-- EXCERPT TO READ start --

Problem statement for Online Qualification Round, Hash Code 2017

Introduction

Have you ever wondered what happens behind the scenes when you watch a YouTube video? As more and more people watch online videos (and as the size of these videos increases), it is critical that video-serving infrastructure is optimized to handle requests reliably and quickly.

This typically involves putting in place cache servers, which store copies of popular videos. When a user request for a particular video arrives, it can be handled by a cache server close to the user, rather than by a remote data center thousands of kilometers away.

But how should you decide which videos to put in which cache servers?

Task

Given a description of cache servers, network endpoints and videos, along with predicted requests for individual videos, decide which videos to put in which cache server in order to minimize the average waiting time for all requests.

-- EXCERPT TO READ end --
-- INFORMATION PROVIDED start --

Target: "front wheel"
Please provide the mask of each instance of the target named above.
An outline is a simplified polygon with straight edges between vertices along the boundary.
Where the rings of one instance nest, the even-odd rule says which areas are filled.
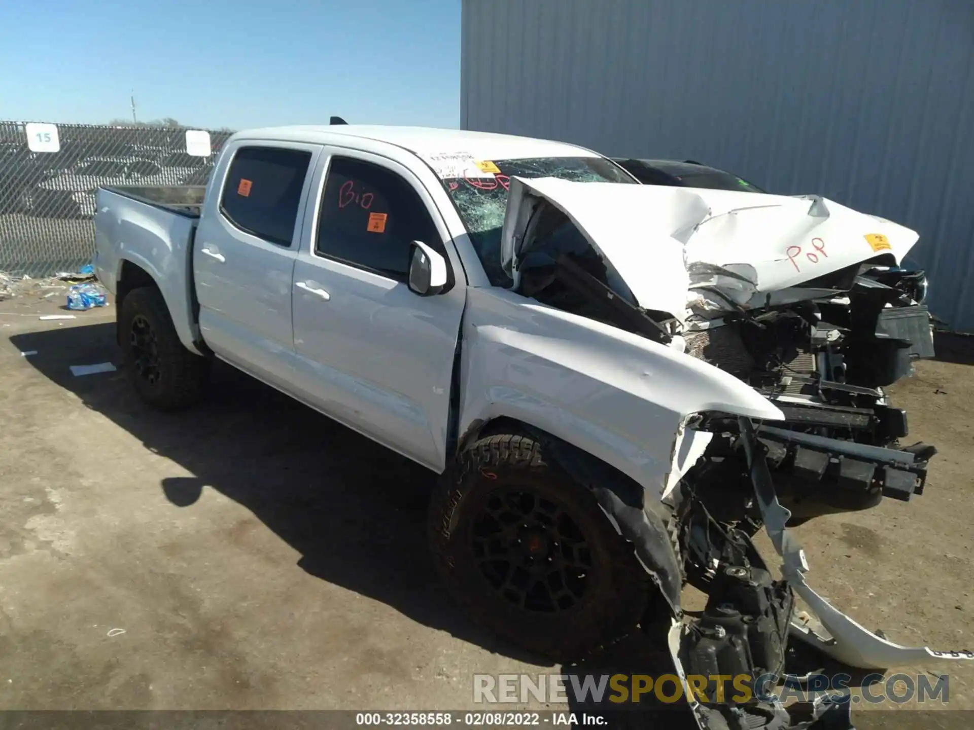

-- INFORMATION PROVIDED end --

AIM - Decide whether each statement agrees with the Hash Code problem statement, and back each yes or no with the deciding words of the problem statement. 1. Cache servers hold copies of popular videos. 2. The goal is to minimize the longest waiting time for any single request. 3. A request handled by a cache server is served from a remote data center thousands of kilometers away.

RESPONSE TO THE TASK -
1. Yes: "putting in place cache servers, which store copies of popular videos"
2. No: "in order to minimize the average waiting time for all requests"
3. No: "it can be handled by a cache server close to the user, rather than by a remote data center thousands of kilometers away"